[begin Page extract]
Where the Axe is Buried is not released until April so if you want to go unspoiled but you trust me here is where you stop reading and click away to pre-order it. Without spoilers, I would say this is a political thriller set a few centuries in the future, but no date is given. It is our future, it is Earth, but Nayler does a good job of world-building so it feels like a world we are centuries removed from. The politics of Axe are interesting, and the narrative is filled with more ideas than action. The ideas never overload the story and the well-defined characters help to balance it all out.



This novel is a meditation on power and resistance, oligarchy, and activism. Where the Axe is Buried is science fiction at its best because it uses the gee-whiz and the future setting to ask serious questions about the political push-pull between leaders and the population. In other words, I think it is an important piece of work.

There are Dickian, as Phil Dickian elements of world-building like the social credit score. Citizens get benefits by doing good deeds or at least being seen to do them. In a PKD novel the so-called subhuman characters would drive the action being desperate to raise their social credit. In Nayler's novel, it is one of many examples of how this society evolved. The plot is driven by political mechanics that become the structure for which many philosophical ideas are considered. Hell yeah. We are not talking about car chases or shoot-outs but a clash of ideas and I am here for it.

So now let's go deeper into what happened in this novel. When I first read about this I assumed this was a super far-future Dune-like civilization. Some elements border on Cyberpunk, but don’t go into this novel expecting that. This novel is a political drama that is built on Speculative allegory. This is a novel about a totalitarian Federation whose president has remained in power by downloading his mind to multiple new bodies. Lilia is the scientist who has leveled the playing field but figuring out how to digitize Zoya, an old activist in exile for writing the inspiring book The Forever Argument. Many excellent moments are quotes from this book inside the book.
[end Page extract]
[begin Task material]
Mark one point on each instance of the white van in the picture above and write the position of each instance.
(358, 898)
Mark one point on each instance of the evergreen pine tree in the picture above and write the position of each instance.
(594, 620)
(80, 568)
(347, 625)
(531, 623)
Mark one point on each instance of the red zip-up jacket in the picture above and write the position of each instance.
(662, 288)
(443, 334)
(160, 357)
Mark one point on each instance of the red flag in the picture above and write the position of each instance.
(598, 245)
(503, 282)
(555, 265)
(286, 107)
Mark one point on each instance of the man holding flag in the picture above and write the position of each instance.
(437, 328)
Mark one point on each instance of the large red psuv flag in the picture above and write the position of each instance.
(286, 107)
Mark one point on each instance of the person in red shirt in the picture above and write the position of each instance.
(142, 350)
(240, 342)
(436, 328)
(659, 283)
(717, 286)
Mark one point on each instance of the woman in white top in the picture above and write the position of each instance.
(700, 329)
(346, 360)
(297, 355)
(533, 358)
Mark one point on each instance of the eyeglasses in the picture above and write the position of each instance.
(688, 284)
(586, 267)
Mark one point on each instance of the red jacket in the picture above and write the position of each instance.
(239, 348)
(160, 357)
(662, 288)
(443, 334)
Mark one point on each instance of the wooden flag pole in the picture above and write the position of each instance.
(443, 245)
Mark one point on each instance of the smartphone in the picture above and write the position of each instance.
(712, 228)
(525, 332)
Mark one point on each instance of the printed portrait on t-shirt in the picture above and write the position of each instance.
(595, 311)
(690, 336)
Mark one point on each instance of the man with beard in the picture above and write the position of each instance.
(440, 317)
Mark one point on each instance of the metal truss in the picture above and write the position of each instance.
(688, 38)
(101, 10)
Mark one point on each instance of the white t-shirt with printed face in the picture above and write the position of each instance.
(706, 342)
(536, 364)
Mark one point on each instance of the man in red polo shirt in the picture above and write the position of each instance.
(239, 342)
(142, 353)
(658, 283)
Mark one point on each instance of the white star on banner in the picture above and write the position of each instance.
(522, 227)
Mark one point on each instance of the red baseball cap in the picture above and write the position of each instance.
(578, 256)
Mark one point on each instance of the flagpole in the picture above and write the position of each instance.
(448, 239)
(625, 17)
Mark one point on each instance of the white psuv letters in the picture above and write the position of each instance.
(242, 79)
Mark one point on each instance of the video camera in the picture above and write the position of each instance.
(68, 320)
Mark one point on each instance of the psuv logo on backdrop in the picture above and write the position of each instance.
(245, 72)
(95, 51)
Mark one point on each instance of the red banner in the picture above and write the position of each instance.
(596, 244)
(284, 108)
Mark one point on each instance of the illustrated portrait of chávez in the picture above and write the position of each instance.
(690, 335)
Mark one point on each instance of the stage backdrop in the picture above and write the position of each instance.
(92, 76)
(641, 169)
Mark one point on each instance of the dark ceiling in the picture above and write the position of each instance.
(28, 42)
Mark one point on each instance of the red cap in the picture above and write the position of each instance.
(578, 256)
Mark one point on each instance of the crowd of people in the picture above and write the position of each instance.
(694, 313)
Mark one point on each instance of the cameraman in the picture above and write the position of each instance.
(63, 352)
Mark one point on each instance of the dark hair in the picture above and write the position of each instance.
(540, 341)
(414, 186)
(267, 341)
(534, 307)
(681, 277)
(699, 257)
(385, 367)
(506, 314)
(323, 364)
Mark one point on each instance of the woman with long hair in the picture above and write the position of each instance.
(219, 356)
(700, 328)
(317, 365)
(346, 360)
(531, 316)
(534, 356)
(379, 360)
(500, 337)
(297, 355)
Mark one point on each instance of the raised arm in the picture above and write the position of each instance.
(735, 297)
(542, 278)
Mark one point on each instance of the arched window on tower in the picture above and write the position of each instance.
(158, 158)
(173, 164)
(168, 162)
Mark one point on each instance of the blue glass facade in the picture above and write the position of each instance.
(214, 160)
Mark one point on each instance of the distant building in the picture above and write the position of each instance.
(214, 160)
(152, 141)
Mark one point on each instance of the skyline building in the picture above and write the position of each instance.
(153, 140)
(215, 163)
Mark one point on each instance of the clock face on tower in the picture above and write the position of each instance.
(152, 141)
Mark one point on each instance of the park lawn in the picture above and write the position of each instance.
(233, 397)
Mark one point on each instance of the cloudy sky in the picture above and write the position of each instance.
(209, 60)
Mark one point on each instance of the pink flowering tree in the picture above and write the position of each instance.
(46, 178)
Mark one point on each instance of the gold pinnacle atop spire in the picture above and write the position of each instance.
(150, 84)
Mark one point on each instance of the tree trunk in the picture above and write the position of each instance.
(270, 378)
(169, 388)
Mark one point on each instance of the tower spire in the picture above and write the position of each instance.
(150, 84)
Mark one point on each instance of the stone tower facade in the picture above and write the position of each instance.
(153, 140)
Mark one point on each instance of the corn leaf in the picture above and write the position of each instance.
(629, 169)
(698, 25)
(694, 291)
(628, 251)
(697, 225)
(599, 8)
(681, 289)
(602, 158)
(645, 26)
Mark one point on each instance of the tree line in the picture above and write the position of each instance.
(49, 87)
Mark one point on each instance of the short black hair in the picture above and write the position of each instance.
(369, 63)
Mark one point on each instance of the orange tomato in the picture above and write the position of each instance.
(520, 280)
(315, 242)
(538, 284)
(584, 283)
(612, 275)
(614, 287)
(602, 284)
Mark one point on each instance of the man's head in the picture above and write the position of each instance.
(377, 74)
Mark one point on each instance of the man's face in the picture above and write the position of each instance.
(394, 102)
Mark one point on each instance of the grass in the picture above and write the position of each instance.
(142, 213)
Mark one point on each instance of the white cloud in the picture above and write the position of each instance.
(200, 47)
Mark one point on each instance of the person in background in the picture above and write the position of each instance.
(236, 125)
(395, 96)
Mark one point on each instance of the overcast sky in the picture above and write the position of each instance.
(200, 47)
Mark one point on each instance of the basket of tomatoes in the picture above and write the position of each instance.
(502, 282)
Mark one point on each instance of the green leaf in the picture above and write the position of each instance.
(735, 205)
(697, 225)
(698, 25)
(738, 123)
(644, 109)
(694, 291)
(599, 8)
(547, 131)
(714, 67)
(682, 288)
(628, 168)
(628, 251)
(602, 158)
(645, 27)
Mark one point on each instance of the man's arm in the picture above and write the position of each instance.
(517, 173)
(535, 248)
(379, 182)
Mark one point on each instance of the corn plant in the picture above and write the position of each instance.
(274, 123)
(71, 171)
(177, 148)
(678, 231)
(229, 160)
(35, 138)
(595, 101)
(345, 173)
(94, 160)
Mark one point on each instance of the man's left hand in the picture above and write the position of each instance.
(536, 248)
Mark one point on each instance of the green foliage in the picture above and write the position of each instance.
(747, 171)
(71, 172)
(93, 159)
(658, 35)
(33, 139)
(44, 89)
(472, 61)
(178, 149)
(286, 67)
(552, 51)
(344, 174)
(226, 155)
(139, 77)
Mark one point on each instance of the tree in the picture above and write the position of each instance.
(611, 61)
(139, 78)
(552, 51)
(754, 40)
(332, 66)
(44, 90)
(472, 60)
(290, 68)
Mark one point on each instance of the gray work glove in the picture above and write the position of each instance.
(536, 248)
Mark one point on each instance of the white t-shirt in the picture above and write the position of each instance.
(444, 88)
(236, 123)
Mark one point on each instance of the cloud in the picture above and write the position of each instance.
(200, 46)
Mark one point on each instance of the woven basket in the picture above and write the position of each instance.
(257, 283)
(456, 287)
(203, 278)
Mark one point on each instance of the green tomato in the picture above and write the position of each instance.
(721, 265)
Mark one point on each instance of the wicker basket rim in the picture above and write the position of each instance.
[end Task material]
Problem 1 >> Reproduce the part of the book review starting at "This novel is a meditation" and ending at "piece of work.".
Problem 2 >> Pick out every line in the rows that contains the word "woman", and copy each one.

Written reply 1 >>
This novel is a meditation on power and resistance, oligarchy, and activism. Where the Axe is Buried is science fiction at its best because it uses the gee-whiz and the future setting to ask serious questions about the political push-pull between leaders and the population. In other words, I think it is an important piece of work.

Written reply 2 >>
Mark one point on each instance of the woman in white top in the picture above and write the position of each instance.
Mark one point on each instance of the woman with long hair in the picture above and write the position of each instance.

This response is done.